══ Excerpt ══
The war in Ukraine has tended to increase uncertainty regarding inflation and growth prospects. When and with what consequences this war will end is pure speculation, but capital markets are expected to build a certain immunity to the headline risks in the coming weeks. The medium- to long-term consequences, on the other hand, could be significant. It is possible that we are at the beginning of a new bloc formation or a new Cold War. This would put a significant damper on globalization and further fuel higher structural inflation. 

US equities were subdued in a choppy trading session on Monday, as the markets struggled to add to last week’s gains that snapped a string of weekly losses.  The Dow Jones Industrial Average increased 0.1% to 33,431, and the S&P 500 Index nudged higher by 0.1% to 4,048, while the Nasdaq Composite was down 0.1% to 11,676.  Elsewhere, European equity markets also ended Monday’s session towards the flatline as gains across travel and leisure equities were offset by losses in mining shares.
═══
══ Entries provided ══
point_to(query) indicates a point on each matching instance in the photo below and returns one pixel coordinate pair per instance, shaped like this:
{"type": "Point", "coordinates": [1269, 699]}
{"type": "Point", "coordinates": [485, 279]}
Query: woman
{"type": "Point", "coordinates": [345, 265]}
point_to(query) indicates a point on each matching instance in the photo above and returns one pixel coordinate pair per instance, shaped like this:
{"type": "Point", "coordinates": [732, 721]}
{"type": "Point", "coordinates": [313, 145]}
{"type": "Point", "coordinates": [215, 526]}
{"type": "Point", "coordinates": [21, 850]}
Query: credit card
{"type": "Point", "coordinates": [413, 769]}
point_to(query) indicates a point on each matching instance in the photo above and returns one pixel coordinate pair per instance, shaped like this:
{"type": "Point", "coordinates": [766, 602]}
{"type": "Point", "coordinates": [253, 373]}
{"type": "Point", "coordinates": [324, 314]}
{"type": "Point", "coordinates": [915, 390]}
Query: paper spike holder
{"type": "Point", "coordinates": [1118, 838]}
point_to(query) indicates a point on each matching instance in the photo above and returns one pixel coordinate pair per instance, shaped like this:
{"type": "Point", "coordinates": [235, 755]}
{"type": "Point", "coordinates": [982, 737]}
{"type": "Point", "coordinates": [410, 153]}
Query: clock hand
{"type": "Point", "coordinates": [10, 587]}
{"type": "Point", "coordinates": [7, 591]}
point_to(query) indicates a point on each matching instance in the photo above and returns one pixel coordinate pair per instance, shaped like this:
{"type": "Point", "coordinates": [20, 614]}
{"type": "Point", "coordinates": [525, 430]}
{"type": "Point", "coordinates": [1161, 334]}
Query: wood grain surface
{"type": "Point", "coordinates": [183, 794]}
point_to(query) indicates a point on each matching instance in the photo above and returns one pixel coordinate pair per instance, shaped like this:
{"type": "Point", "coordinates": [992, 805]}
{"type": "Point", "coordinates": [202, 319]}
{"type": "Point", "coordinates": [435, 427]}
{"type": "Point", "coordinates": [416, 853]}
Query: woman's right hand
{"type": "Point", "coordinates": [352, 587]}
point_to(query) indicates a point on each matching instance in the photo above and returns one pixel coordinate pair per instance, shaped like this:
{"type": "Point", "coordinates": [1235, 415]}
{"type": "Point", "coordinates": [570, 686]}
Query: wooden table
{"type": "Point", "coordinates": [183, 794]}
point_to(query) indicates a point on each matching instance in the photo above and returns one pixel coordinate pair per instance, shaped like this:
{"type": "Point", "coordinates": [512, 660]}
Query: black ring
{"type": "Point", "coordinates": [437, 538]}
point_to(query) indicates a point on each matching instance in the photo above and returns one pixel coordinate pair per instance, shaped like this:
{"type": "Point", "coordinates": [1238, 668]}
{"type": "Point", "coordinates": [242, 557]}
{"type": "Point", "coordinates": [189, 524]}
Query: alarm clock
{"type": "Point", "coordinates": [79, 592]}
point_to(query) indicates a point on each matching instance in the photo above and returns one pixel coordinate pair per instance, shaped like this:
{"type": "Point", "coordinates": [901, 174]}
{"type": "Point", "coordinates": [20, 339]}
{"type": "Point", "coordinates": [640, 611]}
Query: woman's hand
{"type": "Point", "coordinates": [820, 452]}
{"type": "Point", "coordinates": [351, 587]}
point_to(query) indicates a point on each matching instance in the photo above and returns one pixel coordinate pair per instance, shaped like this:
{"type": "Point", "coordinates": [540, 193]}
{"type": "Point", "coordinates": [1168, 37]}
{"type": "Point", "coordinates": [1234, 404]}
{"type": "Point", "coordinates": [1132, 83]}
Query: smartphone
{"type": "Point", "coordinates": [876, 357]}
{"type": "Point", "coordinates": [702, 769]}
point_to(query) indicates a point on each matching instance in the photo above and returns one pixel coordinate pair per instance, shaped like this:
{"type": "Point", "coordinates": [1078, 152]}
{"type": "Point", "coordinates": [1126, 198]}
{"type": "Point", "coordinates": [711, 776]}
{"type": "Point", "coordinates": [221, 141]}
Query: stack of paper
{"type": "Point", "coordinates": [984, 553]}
═══
= Exercise directions =
Summarize the market commentary in two sentences. The entries have no connection to the market commentary.

= Your solution =
The war in Ukraine has increased uncertainty about inflation and growth, and although markets are expected to build some immunity to headline risks, the longer-term consequences could be significant, possibly including a new Cold War that would dampen globalization and fuel higher structural inflation. On Monday, US equities were subdued in choppy trading, with the Dow Jones Industrial Average and S&P 500 each up 0.1% and the Nasdaq Composite down 0.1%, while European markets ended near the flatline.